▶ **What the task asks**
Without any of the pictures, transcribe all the lines below exactly.

▶ **Supplied records**
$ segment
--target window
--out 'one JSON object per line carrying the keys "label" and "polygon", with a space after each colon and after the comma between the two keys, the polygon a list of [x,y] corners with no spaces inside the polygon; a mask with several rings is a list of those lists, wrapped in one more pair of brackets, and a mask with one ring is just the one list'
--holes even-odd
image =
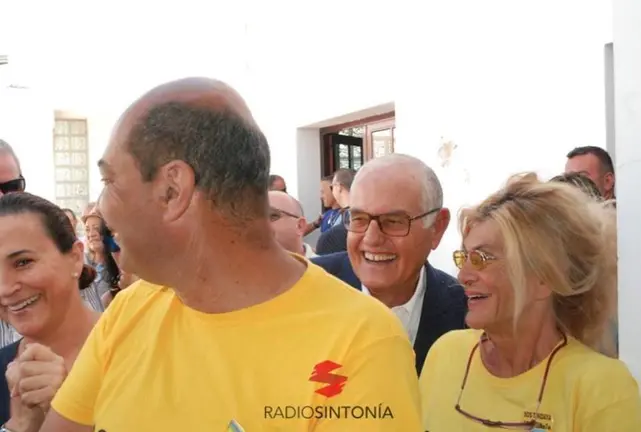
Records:
{"label": "window", "polygon": [[358,170],[370,159],[394,153],[394,112],[323,128],[320,134],[323,175],[340,168]]}
{"label": "window", "polygon": [[89,203],[87,121],[56,119],[53,133],[56,204],[80,215]]}

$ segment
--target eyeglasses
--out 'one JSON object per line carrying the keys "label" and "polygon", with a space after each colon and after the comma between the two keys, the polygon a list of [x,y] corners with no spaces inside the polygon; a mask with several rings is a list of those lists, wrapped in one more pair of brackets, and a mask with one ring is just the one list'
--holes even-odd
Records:
{"label": "eyeglasses", "polygon": [[272,222],[276,222],[283,216],[289,216],[294,219],[300,219],[301,217],[298,215],[295,215],[294,213],[286,212],[285,210],[277,209],[274,207],[269,208],[269,220]]}
{"label": "eyeglasses", "polygon": [[363,234],[369,228],[369,224],[372,221],[376,221],[383,234],[391,237],[405,237],[410,233],[412,222],[417,219],[422,219],[425,216],[429,216],[432,213],[436,213],[439,210],[441,210],[440,207],[433,208],[428,212],[414,217],[411,217],[406,213],[372,215],[360,210],[349,210],[345,212],[343,223],[345,224],[347,231]]}
{"label": "eyeglasses", "polygon": [[14,192],[24,192],[26,181],[22,175],[18,178],[0,183],[0,192],[4,195],[14,193]]}
{"label": "eyeglasses", "polygon": [[547,364],[545,365],[545,372],[543,373],[543,380],[541,381],[539,397],[536,401],[536,410],[534,411],[534,416],[532,417],[532,420],[524,421],[524,422],[503,422],[498,420],[488,420],[482,417],[477,417],[474,414],[470,414],[469,412],[461,408],[461,398],[463,397],[463,390],[465,389],[465,384],[467,383],[467,377],[470,373],[470,366],[472,365],[472,359],[474,358],[474,353],[479,348],[479,346],[481,346],[483,342],[488,340],[487,335],[485,333],[481,335],[481,340],[476,345],[474,345],[474,348],[472,348],[472,351],[470,352],[470,358],[467,360],[467,366],[465,367],[465,375],[463,376],[463,383],[461,384],[461,392],[458,395],[458,399],[456,400],[456,406],[454,407],[456,411],[464,415],[468,419],[475,421],[477,423],[481,423],[482,425],[487,426],[489,428],[516,429],[516,430],[529,430],[529,431],[535,430],[534,428],[538,427],[537,419],[539,418],[541,401],[543,400],[543,393],[545,392],[545,385],[547,384],[547,381],[548,381],[548,374],[550,373],[550,366],[552,365],[552,360],[554,360],[554,356],[556,355],[556,353],[558,353],[561,350],[561,348],[563,348],[568,344],[568,338],[565,336],[564,333],[561,333],[561,334],[563,335],[563,341],[561,341],[561,343],[559,343],[552,350],[552,353],[550,353],[550,356],[548,357]]}
{"label": "eyeglasses", "polygon": [[454,264],[459,269],[462,269],[465,263],[469,260],[470,264],[472,264],[472,267],[474,267],[476,270],[483,270],[488,266],[490,261],[496,260],[496,257],[479,250],[473,250],[469,252],[464,250],[457,250],[452,254],[452,258],[454,258]]}

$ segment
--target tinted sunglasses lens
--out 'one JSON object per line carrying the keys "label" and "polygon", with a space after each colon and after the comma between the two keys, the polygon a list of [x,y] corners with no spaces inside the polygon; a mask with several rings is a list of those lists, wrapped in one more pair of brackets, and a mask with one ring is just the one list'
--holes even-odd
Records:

▶ **Response to this task**
$ segment
--target window
--out 'one JSON object per line carrying the keys "label" and "polygon", with a space after each colon and after the comma between the two keys, the polygon a list of [x,y] corners with no spaces inside the polygon; a mask with several rings is a list of those lists, wrapped in one more pair of brackets, and a mask with one ring is just the one list'
--holes even-odd
image =
Records:
{"label": "window", "polygon": [[358,170],[370,159],[394,153],[394,112],[323,128],[320,134],[323,175],[340,168]]}
{"label": "window", "polygon": [[89,203],[87,121],[56,119],[53,133],[56,204],[80,215]]}

$ segment
--target eyeglasses
--out 'one JSON object per line carrying the keys "label" and "polygon", with a space after each colon and after the comma between the two keys, the polygon a list of [x,y] corners with no spaces inside the polygon; a mask with several rings is a list of those lists, wrapped in one more pair of brackets, and a mask with one ring is just the one list'
--holes even-odd
Records:
{"label": "eyeglasses", "polygon": [[272,222],[276,222],[283,216],[289,216],[294,219],[300,219],[301,217],[298,215],[295,215],[294,213],[286,212],[285,210],[277,209],[274,207],[269,208],[269,220]]}
{"label": "eyeglasses", "polygon": [[363,234],[369,228],[369,224],[372,221],[376,221],[383,234],[391,237],[405,237],[410,233],[412,222],[417,219],[422,219],[425,216],[429,216],[432,213],[436,213],[439,210],[441,210],[440,207],[433,208],[428,212],[414,217],[411,217],[406,213],[372,215],[360,210],[349,210],[345,212],[343,223],[345,224],[347,231]]}
{"label": "eyeglasses", "polygon": [[14,192],[24,192],[26,181],[22,175],[18,178],[0,183],[0,192],[4,195],[14,193]]}
{"label": "eyeglasses", "polygon": [[547,364],[545,365],[545,372],[543,373],[543,380],[541,381],[539,397],[536,401],[536,410],[534,411],[534,416],[532,417],[532,420],[524,421],[524,422],[503,422],[498,420],[488,420],[482,417],[477,417],[474,414],[470,414],[469,412],[461,408],[461,398],[463,397],[463,390],[465,389],[465,384],[467,383],[467,377],[470,373],[470,366],[472,365],[472,359],[474,358],[474,353],[479,348],[479,346],[481,346],[483,342],[488,340],[487,335],[485,333],[481,335],[481,340],[476,345],[474,345],[474,348],[472,348],[472,351],[470,352],[470,358],[467,360],[467,366],[465,367],[465,375],[463,376],[463,383],[461,384],[461,392],[458,395],[458,399],[456,400],[456,406],[454,407],[456,411],[464,415],[468,419],[475,421],[477,423],[481,423],[482,425],[487,426],[489,428],[516,429],[516,430],[529,430],[529,431],[535,430],[534,428],[538,427],[537,419],[539,418],[541,401],[543,400],[543,393],[545,392],[545,385],[547,384],[547,381],[548,381],[548,374],[550,373],[550,366],[552,365],[552,360],[554,360],[554,356],[556,355],[556,353],[558,353],[561,350],[561,348],[563,348],[568,344],[568,338],[565,336],[564,333],[561,333],[561,334],[563,335],[563,341],[561,341],[561,343],[559,343],[552,350],[552,353],[550,353],[550,356],[548,357]]}
{"label": "eyeglasses", "polygon": [[454,264],[459,269],[462,269],[465,263],[469,260],[470,264],[472,264],[472,267],[474,267],[476,270],[483,270],[488,266],[490,261],[496,260],[496,257],[479,250],[473,250],[469,252],[464,250],[457,250],[452,254],[452,258],[454,258]]}

$ segment
--target tinted sunglasses lens
--out 'one JSON object per line carrying the keys "label" and "polygon", with a space after each colon and after the comma between the two keys, the polygon a list of [x,y] corners with no spaces inside the polygon; a mask with several rings is a list of those lists, wrapped in one more pair of brackets, and a mask with one ring is just the one list'
--holes even-odd
Records:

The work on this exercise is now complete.